◆ Selected text ◆
Gathering Evidence When Representing Yourself in a Lawsuit
If you file a lawsuit on your own, or if you are responding to a lawsuit on your own, you will need to collect evidence to prove your case or attack your opponent’s case. The legal term for collecting evidence is “discovery.” It often plays a critical role in the outcome of the case, since reviewing documents or information in the other side’s control can alter each party’s understanding of their position. Discovery usually involves conducting depositions and completing various written statements rather than going to court. If a dispute arises over the scope of discovery, a judge can determine whether the information needs to be disclosed.
The most common tools in the discovery process during a civil lawsuit include depositions, requests for production, requests for admissions, and interrogatories.

(Saved entries)
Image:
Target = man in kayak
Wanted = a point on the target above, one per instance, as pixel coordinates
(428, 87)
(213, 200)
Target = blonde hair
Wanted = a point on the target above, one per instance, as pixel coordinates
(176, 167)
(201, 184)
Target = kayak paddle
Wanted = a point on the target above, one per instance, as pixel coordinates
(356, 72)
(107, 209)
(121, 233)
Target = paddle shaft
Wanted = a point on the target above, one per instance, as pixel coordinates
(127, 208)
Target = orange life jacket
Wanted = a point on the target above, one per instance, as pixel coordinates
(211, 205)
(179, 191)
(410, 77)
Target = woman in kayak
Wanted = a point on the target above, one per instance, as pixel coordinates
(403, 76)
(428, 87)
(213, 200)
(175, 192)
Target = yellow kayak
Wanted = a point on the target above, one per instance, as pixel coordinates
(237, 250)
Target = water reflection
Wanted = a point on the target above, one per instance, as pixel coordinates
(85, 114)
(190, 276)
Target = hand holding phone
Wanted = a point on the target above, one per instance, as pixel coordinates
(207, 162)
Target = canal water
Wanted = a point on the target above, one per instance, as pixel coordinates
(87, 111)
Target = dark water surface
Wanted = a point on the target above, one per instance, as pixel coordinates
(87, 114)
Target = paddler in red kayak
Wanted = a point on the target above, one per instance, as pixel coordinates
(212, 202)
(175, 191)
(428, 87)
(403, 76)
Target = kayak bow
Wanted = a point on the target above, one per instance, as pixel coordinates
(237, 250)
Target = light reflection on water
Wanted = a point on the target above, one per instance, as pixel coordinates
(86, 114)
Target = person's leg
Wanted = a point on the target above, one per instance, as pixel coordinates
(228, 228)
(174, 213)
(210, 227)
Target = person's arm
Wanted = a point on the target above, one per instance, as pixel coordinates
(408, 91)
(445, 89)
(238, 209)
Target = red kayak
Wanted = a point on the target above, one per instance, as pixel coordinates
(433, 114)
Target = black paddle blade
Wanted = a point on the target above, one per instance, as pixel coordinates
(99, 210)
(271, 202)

◆ What you need to do ◆
Proceed with the text on gathering evidence when representing yourself in a lawsuit, starting after its last sentence. The saved entries are not needed here.

◆ Reply to the task ◆
The Scope of Discovery
Generally, any information that is relevant to the litigation must be disclosed. This can extend well beyond the basic facts of the case and the documents related to it. A party might use discovery to find out information about people who might be called as witnesses or to inspect tangible items related to the case. You can even send discovery requests to people or entities that are not directly participating in the litigation.
One of the main purposes of gathering evidence is to prepare for the statements that the opponent or a witness may make at trial. You can ask about things that someone said or did at a certain time and place, and you can ask for records related to the subject matter of the lawsuit. If you are suing a business, such as a former employer or a manufacturer of a defective product, you might request information about the operations of the business. If the opponent will be using an expert witness, you might want to know about their background and qualifications.
Discovery and Your Privacy Rights
The extremely broad scope of discovery unfortunately creates a potential for abuse. Sometimes an unscrupulous party or attorney will try to use discovery tools to harass an opponent and invade their privacy. If you believe that a request is harassing or unduly intrusive, you may be able to object based on certain privileges or privacy rights. For example, the law protects confidential conversations between spouses, between an attorney and a client, between a doctor and a patient, and sometimes between a religious figure and a person who is seeking spiritual guidance from them.
Third parties, like family and friends, may have more privacy protections than litigants.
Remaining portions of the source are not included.